■ **Problem**
Convert every line of the records below into a JSON list of strings, one string per line, omitting blank lines and leaving the pictures out of your answer.

Pointing data excerpts
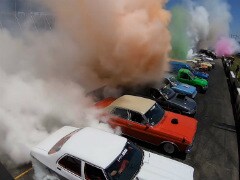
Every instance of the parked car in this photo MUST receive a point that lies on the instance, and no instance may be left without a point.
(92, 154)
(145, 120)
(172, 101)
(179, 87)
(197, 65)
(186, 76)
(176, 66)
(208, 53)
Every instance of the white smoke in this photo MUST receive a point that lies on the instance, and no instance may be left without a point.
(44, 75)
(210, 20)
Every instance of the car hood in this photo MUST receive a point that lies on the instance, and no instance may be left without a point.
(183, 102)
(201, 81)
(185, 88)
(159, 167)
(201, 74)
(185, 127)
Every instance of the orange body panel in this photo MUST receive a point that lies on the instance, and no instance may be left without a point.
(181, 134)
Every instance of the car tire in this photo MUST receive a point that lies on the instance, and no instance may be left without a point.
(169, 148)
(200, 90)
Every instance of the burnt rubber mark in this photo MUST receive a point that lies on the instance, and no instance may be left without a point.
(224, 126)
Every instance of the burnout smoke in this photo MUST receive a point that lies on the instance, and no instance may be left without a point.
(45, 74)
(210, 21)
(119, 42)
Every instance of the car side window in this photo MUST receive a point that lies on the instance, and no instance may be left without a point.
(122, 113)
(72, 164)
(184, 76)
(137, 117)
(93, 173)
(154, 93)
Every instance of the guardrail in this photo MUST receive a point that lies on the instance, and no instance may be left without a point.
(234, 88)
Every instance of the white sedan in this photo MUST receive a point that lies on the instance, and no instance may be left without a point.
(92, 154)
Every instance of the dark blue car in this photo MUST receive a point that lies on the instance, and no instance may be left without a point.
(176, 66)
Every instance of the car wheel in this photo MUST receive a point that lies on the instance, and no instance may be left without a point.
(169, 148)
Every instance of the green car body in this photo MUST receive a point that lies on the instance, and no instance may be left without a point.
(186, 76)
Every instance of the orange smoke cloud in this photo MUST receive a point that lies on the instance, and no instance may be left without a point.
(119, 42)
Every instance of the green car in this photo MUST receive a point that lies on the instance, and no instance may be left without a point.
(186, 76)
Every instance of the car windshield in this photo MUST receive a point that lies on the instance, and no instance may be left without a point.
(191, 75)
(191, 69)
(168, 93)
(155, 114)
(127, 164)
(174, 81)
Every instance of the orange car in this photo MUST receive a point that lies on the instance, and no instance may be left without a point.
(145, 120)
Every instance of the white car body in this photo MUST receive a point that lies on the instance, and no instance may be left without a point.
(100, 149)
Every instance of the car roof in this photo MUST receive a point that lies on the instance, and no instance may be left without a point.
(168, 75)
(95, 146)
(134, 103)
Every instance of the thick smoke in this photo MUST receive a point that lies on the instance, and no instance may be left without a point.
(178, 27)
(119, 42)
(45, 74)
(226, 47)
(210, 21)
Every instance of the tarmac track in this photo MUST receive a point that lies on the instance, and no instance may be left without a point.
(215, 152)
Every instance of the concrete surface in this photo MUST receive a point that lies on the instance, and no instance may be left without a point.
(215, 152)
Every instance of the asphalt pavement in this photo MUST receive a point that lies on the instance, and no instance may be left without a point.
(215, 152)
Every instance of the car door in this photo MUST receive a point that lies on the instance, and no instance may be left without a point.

■ **Full solution**
[
  "Every instance of the parked car in this photo MUST receive a point that lies on the instance, and no instance may be left without a point.",
  "(92, 154)",
  "(145, 120)",
  "(172, 101)",
  "(179, 87)",
  "(197, 65)",
  "(186, 76)",
  "(176, 66)",
  "(208, 53)",
  "Every instance of the white smoke in this photo MUST receive a point that lies on the instance, and no instance may be left without a point.",
  "(44, 75)",
  "(210, 20)",
  "Every instance of the car hood in this photo MUST receive a point that lies on the instance, and no instance may be left without a point.",
  "(183, 102)",
  "(201, 81)",
  "(185, 88)",
  "(159, 167)",
  "(201, 74)",
  "(185, 127)",
  "Every instance of the orange body panel in this photo MUST receive a point that lies on the instance, and no instance may be left without a point.",
  "(181, 134)",
  "Every instance of the car tire in this photo MUST receive a point that lies on the instance, and no instance may be left without a point.",
  "(169, 148)",
  "(200, 90)",
  "Every instance of the burnt rubber mark in this photo MUST receive a point that lies on the instance, and no instance may be left without a point.",
  "(224, 126)",
  "Every instance of the burnout smoke in this photo MUST receive a point that lies on the instance, and no instance may be left without a point.",
  "(45, 74)",
  "(210, 21)",
  "(119, 42)",
  "Every instance of the car side window in this photo MUST receive a point that lies on the instance, and no instance may be left without a point.",
  "(122, 113)",
  "(72, 164)",
  "(184, 76)",
  "(137, 117)",
  "(93, 173)",
  "(154, 93)",
  "Every instance of the guardrail in this photo MUST receive a point that lies on the instance, and no instance may be left without a point.",
  "(234, 88)",
  "Every instance of the white sedan in this photo MUST receive a point that lies on the instance, and no instance may be left without a point.",
  "(92, 154)",
  "Every instance of the dark blue car in this photo MUST receive a point that lies on the instance, and no instance may be left without a point.",
  "(176, 66)",
  "Every instance of the car wheel in this photo MUST receive a point that lies on the instance, and no instance may be left without a point.",
  "(169, 148)",
  "Every instance of the green car body in this photo MUST receive a point that lies on the instance, and no instance may be left without a point.",
  "(186, 76)",
  "Every instance of the orange smoke cloud in this photo MUST receive a point that lies on the instance, and no instance may be left without a point.",
  "(119, 42)",
  "Every instance of the green car in this photo MUST receive a point that lies on the instance, and no instance may be left without a point.",
  "(186, 76)",
  "Every instance of the car windshield in this photo MUST receive a point that lies on the instance, and no instance may be left without a point.",
  "(191, 75)",
  "(191, 69)",
  "(168, 93)",
  "(155, 114)",
  "(127, 164)",
  "(174, 81)",
  "Every instance of the orange car in this photo MUST receive a point that lies on the instance, and no instance may be left without a point.",
  "(145, 120)",
  "Every instance of the white car body in this photo MUST receive a point that lies on the instance, and no instance may be left without a point.",
  "(100, 149)",
  "Every instance of the car roof in this photo MUST receive a point that lies on the instance, and no instance may be left without a point.",
  "(168, 75)",
  "(95, 146)",
  "(134, 103)",
  "Every instance of the thick smoke in this photo MUST receive a point that lies on the instance, and no instance may be left without a point.",
  "(178, 27)",
  "(119, 42)",
  "(45, 74)",
  "(226, 47)",
  "(210, 21)",
  "Every instance of the tarmac track in this photo MUST receive a point that lies on the instance, and no instance may be left without a point.",
  "(215, 152)",
  "Every instance of the concrete surface in this photo MUST receive a point that lies on the instance, and no instance may be left without a point.",
  "(215, 152)",
  "Every instance of the asphalt pavement in this photo MUST receive a point that lies on the instance, and no instance may be left without a point.",
  "(215, 152)",
  "Every instance of the car door in this photo MUST receive a point that lies on the instance, and no instance may be left without a point."
]